Instructions for the task
Please turn the rows, from their first line up to and including the line that contains "top-left (29, 210), bottom-right (78, 282)", into a JSON list of strings with one string per line and blank lines left out.

==================================================

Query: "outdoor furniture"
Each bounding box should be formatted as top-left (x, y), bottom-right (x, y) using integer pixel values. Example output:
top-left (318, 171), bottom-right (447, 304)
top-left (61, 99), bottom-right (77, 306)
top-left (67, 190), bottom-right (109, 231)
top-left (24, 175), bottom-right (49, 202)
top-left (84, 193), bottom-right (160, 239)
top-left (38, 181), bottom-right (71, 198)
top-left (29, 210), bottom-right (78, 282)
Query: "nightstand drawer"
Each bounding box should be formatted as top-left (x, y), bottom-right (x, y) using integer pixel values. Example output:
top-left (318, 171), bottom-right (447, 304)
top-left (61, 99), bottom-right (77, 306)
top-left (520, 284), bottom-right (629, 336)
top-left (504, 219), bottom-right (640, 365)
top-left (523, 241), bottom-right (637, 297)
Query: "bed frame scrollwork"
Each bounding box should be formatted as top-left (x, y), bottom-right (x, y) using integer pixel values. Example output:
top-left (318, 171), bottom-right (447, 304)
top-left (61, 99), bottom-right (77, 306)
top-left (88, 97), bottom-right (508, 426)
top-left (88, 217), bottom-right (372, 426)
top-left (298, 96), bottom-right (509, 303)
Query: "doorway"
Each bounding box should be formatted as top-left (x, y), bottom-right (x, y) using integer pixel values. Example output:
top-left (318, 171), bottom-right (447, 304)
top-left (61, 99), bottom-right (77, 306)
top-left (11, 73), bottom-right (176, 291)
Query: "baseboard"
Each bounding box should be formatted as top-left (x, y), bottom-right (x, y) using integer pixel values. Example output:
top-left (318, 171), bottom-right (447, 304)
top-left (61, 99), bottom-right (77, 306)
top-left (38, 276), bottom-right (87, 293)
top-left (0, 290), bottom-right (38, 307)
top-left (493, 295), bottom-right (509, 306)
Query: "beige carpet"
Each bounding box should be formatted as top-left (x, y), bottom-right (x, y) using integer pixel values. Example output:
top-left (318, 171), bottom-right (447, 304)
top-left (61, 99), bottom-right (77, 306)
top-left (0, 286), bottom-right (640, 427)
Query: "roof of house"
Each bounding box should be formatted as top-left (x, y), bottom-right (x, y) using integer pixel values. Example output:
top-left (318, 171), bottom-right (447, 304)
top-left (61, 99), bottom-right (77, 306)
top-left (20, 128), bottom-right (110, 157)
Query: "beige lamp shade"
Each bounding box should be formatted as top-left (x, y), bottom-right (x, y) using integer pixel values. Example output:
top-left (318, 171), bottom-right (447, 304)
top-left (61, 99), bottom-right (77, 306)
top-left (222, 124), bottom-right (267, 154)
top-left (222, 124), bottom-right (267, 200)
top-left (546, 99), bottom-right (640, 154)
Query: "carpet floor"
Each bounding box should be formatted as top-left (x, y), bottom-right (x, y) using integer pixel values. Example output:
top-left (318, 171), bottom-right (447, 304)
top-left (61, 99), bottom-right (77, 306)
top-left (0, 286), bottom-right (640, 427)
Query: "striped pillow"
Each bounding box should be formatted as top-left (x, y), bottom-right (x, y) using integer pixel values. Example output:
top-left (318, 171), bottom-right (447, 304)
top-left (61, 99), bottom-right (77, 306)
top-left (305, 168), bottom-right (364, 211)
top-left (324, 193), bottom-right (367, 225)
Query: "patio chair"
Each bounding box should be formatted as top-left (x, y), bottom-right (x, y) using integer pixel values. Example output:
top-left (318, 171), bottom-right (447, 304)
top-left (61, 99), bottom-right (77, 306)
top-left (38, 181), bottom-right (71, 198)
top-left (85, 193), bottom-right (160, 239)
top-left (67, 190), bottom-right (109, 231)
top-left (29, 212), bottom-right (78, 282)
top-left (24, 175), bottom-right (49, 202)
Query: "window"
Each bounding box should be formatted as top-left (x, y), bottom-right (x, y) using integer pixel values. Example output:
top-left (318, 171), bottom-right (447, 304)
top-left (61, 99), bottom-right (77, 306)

==================================================

Output
[
  "Query: \"outdoor furniture\"",
  "Each bounding box should be formatted as top-left (x, y), bottom-right (x, y) using integer pixel values. Example output:",
  "top-left (318, 171), bottom-right (447, 304)",
  "top-left (61, 99), bottom-right (77, 306)",
  "top-left (67, 190), bottom-right (109, 231)",
  "top-left (24, 175), bottom-right (49, 202)",
  "top-left (84, 193), bottom-right (160, 239)",
  "top-left (38, 181), bottom-right (71, 198)",
  "top-left (29, 210), bottom-right (78, 282)"
]